Exercise objective:
Find every line of the listing below that contains the word "chair", and copy each one in full.

'''

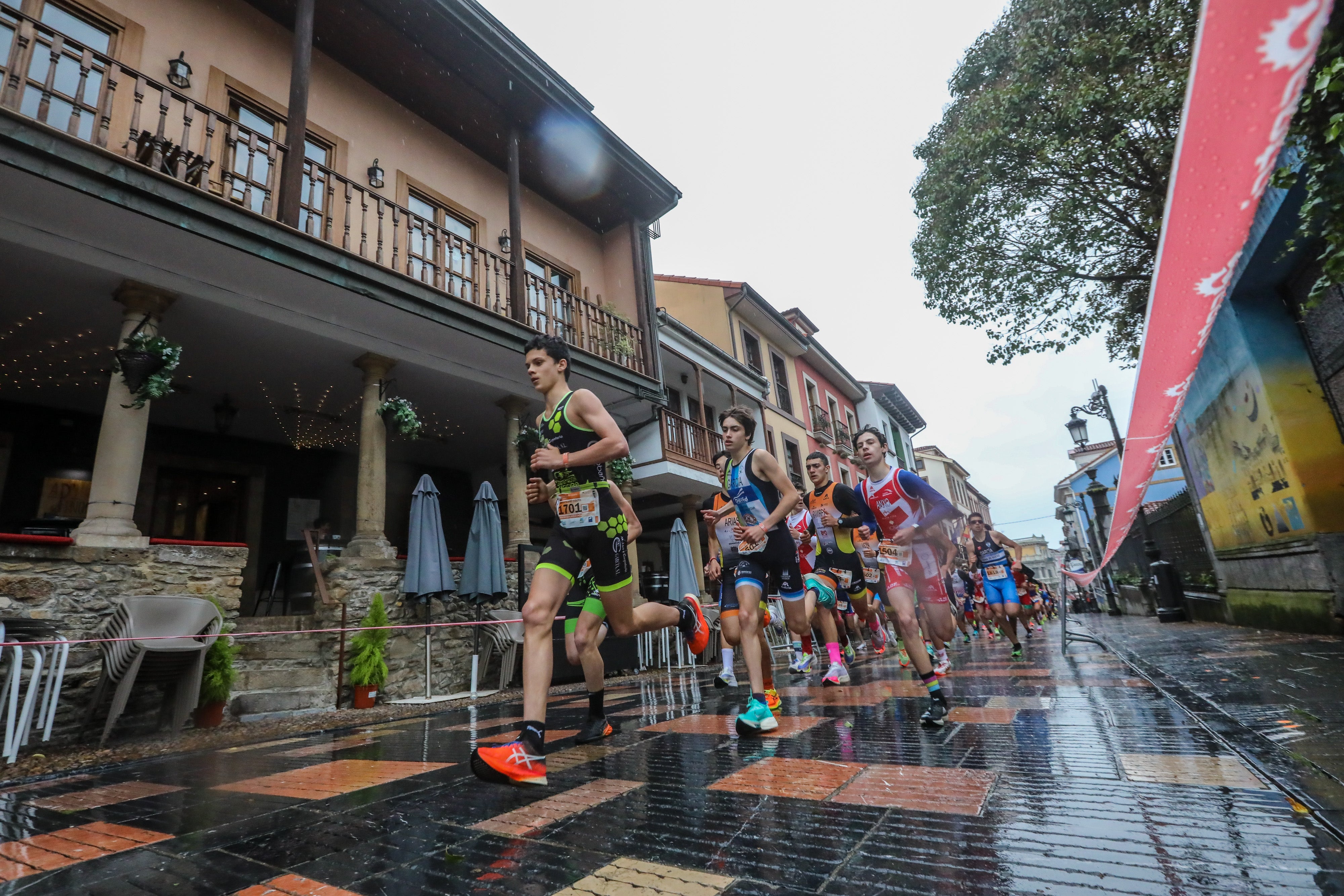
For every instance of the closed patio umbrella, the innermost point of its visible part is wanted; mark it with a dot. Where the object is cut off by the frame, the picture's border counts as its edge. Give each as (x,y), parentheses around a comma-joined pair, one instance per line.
(428,570)
(483,567)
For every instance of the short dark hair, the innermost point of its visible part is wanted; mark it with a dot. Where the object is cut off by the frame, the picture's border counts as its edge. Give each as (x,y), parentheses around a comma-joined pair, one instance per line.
(556,347)
(882,437)
(743,414)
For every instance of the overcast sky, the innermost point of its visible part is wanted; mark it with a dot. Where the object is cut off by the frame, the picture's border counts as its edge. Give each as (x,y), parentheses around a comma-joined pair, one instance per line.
(790,128)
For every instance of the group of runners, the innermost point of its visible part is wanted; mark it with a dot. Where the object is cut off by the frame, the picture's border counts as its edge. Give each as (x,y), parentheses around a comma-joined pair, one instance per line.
(845,562)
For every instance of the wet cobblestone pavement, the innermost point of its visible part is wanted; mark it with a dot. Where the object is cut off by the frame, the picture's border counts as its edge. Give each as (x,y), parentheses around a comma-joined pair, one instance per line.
(1056,776)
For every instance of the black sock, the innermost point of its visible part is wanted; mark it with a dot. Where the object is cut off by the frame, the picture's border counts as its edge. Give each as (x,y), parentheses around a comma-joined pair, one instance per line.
(534,738)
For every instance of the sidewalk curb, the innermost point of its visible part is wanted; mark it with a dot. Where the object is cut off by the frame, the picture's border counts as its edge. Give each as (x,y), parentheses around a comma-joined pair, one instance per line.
(1229,731)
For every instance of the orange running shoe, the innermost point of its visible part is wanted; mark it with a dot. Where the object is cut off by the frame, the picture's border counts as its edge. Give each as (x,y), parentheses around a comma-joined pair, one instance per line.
(698,639)
(509,765)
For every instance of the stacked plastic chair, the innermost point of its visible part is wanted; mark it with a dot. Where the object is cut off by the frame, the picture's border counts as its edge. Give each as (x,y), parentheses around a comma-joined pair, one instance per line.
(178,631)
(45,657)
(506,639)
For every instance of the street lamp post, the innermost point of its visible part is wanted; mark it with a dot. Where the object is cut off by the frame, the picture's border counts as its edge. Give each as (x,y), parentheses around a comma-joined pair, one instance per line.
(1165,577)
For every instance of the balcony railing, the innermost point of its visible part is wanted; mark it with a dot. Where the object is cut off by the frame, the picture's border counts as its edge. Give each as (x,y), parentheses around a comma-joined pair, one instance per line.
(690,441)
(821,425)
(54,80)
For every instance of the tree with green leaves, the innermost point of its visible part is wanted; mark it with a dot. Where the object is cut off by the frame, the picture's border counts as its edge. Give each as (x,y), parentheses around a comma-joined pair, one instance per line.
(1041,202)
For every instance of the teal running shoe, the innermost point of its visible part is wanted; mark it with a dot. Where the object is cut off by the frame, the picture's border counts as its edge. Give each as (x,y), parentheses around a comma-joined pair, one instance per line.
(756,721)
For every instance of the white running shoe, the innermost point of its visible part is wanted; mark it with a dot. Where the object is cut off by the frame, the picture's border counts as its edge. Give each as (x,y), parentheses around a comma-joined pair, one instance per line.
(835,676)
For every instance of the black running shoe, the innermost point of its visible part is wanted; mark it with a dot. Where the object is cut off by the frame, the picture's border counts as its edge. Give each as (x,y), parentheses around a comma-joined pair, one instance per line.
(936,717)
(595,730)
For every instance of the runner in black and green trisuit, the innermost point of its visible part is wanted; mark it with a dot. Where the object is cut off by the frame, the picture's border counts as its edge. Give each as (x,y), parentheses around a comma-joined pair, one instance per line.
(583,437)
(585,598)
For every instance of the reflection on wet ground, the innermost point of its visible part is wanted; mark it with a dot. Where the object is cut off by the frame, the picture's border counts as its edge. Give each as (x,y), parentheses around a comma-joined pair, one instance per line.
(1061,776)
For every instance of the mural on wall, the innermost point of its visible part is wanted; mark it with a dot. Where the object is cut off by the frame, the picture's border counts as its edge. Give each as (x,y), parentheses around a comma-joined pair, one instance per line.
(1237,445)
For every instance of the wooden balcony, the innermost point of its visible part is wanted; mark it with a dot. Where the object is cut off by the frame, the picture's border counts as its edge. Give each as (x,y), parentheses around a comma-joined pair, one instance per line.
(58,82)
(822,430)
(689,442)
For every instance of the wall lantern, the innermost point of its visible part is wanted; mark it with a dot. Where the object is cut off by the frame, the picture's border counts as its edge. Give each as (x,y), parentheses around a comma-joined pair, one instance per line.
(225,414)
(1077,429)
(179,72)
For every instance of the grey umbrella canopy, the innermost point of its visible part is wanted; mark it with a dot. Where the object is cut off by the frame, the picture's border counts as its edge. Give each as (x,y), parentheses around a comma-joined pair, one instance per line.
(428,570)
(483,567)
(682,573)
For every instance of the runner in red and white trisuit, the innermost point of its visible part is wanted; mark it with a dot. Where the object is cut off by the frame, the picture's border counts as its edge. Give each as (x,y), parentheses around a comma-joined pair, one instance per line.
(905,508)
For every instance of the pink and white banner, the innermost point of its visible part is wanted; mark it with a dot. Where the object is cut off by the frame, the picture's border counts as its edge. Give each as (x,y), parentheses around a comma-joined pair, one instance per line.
(1251,63)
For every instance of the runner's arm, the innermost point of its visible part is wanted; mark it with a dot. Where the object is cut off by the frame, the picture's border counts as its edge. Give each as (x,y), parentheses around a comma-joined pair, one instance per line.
(1005,542)
(769,469)
(587,410)
(634,528)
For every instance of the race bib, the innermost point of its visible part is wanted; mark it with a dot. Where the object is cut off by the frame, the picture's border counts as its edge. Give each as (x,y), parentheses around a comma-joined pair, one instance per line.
(577,508)
(893,554)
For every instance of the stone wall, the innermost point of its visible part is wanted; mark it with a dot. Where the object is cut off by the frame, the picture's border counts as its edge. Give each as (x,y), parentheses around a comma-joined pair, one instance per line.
(292,674)
(76,589)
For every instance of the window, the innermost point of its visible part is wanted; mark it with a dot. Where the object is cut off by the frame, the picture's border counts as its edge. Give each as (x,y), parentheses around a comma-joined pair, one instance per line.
(251,175)
(674,401)
(73,102)
(782,383)
(439,240)
(794,461)
(752,350)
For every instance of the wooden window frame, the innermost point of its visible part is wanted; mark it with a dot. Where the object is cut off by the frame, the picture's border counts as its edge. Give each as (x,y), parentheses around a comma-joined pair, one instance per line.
(760,350)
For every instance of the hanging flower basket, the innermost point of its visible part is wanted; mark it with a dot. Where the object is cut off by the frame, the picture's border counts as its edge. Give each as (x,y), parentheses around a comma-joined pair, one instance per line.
(622,471)
(529,441)
(400,414)
(147,365)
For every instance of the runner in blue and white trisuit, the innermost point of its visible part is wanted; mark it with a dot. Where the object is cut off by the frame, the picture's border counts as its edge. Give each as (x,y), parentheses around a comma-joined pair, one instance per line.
(763,498)
(989,549)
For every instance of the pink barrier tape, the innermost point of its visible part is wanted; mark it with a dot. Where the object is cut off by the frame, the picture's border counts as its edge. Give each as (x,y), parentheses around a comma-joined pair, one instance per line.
(253,635)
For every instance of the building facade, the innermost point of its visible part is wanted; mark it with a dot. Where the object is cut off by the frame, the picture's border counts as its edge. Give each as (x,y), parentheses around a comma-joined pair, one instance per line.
(319,233)
(830,397)
(888,409)
(743,323)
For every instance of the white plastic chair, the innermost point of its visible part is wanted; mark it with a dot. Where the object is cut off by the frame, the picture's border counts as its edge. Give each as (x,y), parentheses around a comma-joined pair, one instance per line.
(506,639)
(19,721)
(187,625)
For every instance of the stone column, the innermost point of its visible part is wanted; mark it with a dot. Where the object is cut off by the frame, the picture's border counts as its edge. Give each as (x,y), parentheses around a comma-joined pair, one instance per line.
(691,518)
(372,491)
(515,477)
(122,438)
(628,491)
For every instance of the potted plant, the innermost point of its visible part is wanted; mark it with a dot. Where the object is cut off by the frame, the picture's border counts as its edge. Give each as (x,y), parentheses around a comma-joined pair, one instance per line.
(217,679)
(147,363)
(401,416)
(368,670)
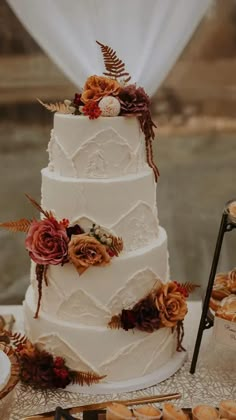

'''

Reply to the exercise:
For every instance of the stacked plastic chair, the innermost point of its visible part is wanted; mark it with a dot. Where the object is cut off by the frame, the picture's border counts as its edge. Give each as (x,y), parentheses around a comma-joined pair, one instance per line.
For every instance of the white plastic chair, the innermost point of its visible part is wanted; mark it with a dot. Where the object is cut off by the frame, the picture's border counts as its edge. Give each as (x,y), parentheses around a comma-joined pair, one instance per line.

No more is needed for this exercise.